EXERCISE MATERIAL:
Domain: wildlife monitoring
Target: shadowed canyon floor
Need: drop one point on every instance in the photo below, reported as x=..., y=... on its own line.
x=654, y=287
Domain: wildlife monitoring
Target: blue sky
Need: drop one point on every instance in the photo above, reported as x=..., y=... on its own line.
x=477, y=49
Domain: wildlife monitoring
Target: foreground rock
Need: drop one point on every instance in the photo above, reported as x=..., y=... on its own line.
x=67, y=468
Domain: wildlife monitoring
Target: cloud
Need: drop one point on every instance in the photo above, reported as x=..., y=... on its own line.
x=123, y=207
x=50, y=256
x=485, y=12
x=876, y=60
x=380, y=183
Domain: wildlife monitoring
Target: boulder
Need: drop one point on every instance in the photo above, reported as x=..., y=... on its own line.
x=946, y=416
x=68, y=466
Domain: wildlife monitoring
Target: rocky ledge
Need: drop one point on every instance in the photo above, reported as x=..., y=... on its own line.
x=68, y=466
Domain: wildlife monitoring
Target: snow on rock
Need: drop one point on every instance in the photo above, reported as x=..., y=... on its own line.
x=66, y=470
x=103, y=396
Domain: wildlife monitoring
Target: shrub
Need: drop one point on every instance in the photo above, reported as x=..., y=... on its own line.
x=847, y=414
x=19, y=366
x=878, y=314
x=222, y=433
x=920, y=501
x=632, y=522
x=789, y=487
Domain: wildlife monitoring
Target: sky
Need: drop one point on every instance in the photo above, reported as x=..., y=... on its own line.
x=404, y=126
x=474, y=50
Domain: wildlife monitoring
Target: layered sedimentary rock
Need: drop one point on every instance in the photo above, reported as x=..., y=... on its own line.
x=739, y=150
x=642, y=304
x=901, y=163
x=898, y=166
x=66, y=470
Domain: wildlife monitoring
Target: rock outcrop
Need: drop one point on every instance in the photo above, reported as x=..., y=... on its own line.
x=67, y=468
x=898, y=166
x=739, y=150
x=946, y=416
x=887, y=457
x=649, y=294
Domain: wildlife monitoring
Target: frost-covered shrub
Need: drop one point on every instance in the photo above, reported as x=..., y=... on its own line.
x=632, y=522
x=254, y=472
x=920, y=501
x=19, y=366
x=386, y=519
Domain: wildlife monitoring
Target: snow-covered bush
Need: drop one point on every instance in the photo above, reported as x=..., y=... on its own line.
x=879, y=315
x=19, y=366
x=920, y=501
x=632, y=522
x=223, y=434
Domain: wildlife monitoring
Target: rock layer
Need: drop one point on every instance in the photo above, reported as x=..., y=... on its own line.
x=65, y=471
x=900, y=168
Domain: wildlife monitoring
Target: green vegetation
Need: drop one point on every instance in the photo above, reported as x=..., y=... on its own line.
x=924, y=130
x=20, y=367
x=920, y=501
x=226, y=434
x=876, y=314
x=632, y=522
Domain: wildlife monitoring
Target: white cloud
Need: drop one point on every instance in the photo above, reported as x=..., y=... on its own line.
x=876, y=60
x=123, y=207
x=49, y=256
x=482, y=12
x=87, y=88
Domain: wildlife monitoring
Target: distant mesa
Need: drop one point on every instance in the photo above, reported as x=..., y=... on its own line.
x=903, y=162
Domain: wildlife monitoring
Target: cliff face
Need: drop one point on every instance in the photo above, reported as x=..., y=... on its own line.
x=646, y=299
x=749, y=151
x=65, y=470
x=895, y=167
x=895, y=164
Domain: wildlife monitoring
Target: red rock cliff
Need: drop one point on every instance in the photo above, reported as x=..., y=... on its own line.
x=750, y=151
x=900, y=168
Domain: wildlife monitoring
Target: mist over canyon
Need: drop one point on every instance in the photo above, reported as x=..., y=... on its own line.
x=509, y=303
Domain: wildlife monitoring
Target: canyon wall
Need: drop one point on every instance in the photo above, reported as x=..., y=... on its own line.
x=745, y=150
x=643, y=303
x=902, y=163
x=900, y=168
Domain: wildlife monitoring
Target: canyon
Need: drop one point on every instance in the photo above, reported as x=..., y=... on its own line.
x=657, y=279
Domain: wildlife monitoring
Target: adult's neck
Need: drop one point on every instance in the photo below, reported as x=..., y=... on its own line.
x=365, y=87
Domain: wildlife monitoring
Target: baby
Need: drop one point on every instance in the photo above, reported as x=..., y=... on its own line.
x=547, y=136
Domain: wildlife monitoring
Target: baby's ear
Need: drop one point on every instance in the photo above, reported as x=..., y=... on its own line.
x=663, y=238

WHAT TO PRODUCE: Please print exactly what appears from the first line of the data through the line with "Target: blue sky", including both of those lines and nothing past them.

SOLVED EXERCISE:
Domain: wildlife monitoring
Target: shadowed canyon floor
Need: drop one point on every instance in the photo below, reported as x=..., y=... on its own line.
x=654, y=287
Domain: wildlife monitoring
Target: blue sky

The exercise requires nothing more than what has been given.